Using the entries below, write out the line with "Where can you see the blue", the line with "Where can you see the clear gradient", and every line in between, exactly as each is written.

Data extracted from a collection:
--*--

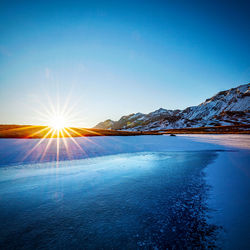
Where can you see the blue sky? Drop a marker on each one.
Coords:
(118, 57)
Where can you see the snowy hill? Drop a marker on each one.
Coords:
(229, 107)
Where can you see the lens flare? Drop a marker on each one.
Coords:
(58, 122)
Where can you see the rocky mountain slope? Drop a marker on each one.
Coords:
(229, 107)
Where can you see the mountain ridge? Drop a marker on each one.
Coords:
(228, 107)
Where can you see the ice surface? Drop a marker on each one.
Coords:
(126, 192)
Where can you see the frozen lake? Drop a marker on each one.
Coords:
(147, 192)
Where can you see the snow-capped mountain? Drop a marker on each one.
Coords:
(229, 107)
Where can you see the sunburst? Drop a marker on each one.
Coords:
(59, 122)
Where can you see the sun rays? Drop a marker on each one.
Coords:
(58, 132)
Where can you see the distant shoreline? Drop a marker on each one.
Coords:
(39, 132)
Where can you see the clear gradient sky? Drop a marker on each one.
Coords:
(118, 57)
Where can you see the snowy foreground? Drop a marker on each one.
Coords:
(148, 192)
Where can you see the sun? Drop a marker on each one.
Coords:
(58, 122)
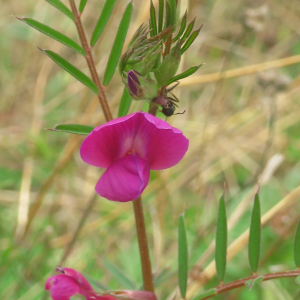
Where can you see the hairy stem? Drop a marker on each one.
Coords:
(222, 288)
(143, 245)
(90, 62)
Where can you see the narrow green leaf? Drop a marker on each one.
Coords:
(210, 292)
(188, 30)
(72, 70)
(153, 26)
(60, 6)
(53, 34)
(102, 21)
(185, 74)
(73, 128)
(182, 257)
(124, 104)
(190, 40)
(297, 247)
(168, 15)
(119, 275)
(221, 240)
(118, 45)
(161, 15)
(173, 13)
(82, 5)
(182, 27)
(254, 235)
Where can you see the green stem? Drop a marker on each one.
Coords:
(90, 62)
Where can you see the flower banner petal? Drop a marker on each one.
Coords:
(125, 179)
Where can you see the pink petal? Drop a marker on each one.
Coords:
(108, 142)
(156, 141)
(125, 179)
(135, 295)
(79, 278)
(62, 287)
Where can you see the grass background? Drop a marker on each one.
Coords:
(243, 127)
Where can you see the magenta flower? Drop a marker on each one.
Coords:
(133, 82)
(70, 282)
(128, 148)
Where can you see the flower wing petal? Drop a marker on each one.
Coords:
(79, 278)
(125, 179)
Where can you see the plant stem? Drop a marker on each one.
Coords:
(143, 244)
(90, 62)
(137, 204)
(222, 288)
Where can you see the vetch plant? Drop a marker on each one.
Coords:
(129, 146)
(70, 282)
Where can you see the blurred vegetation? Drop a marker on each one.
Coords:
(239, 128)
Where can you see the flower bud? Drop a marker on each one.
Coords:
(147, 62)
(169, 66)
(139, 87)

--*--

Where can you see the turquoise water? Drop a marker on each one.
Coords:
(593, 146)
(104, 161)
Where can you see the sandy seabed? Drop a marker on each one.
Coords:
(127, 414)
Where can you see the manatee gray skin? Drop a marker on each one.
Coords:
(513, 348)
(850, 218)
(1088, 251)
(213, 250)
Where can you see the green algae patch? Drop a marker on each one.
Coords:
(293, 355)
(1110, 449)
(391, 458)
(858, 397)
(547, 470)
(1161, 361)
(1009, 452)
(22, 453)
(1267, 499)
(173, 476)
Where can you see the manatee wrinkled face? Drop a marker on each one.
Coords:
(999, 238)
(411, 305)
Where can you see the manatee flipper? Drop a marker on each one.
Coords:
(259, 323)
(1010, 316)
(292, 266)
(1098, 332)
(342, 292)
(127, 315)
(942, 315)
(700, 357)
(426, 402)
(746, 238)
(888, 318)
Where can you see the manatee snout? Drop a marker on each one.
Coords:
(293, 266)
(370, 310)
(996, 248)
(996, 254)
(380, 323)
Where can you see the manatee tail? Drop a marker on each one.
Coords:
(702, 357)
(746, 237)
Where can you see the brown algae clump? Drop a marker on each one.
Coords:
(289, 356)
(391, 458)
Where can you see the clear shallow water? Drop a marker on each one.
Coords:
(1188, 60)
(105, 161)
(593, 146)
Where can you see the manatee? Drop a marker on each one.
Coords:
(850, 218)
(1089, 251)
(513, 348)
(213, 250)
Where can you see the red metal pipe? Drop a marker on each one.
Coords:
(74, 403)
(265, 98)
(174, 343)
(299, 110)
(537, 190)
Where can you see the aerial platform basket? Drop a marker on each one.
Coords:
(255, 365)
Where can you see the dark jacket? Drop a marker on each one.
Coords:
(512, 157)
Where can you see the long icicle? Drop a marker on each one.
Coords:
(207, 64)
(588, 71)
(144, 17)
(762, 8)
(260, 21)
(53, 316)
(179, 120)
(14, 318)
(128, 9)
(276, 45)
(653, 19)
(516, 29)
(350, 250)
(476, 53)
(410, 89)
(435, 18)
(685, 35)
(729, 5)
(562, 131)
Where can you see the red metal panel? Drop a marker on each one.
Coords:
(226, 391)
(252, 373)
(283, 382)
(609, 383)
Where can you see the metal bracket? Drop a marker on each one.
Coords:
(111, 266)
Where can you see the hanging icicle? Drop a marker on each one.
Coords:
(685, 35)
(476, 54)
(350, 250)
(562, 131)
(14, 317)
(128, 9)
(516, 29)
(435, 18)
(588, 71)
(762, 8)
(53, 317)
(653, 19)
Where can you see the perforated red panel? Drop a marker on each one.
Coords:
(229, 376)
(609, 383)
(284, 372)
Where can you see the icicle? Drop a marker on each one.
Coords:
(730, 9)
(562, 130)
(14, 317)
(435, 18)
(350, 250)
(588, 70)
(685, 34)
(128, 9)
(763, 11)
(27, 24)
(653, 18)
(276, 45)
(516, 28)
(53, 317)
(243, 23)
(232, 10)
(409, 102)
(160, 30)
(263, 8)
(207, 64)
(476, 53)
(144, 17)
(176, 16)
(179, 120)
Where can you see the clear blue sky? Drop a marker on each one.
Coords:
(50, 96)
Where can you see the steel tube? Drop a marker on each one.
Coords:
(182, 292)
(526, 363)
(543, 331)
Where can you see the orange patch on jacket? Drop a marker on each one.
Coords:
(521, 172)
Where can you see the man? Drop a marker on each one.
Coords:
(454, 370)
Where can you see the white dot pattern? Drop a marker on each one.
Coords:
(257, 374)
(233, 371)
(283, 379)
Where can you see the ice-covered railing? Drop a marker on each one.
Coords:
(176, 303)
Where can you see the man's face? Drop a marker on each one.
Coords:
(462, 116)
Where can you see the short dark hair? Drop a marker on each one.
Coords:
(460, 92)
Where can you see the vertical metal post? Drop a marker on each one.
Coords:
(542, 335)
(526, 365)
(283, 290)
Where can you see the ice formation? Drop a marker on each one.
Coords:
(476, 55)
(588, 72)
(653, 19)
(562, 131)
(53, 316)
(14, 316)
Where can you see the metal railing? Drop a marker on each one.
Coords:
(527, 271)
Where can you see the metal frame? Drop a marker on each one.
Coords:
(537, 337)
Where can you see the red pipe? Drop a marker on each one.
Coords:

--*--

**Exercise answer:**
Where can you see the blue sky? Drop a marker on each one.
Coords:
(118, 57)
Where can you see the snowy hill? Drop a marker on each one.
Coords:
(229, 107)
Where can you see the lens flare? Drop a marker on each one.
Coords:
(58, 122)
Where can you see the rocky mountain slope? Drop a marker on each one.
Coords:
(229, 107)
Where can you see the mountain ridge? Drop a marker on each one.
Coords:
(228, 107)
Where can you see the ice surface? Drop a marker on each one.
Coords:
(126, 192)
Where can you see the frozen lake? Drop a marker on each one.
Coords:
(147, 192)
Where can you see the snow-capped mountain? Drop a marker on each one.
Coords:
(229, 107)
Where can you see the sunburst? Drop a marker on each one.
Coords:
(59, 122)
Where can you see the sun rays? Drop a marker on each one.
Coords:
(58, 132)
Where can you see the distant shoreline? Drop a marker on each one.
Coords:
(39, 132)
Where can you see the clear gradient sky? Drop a marker on each one.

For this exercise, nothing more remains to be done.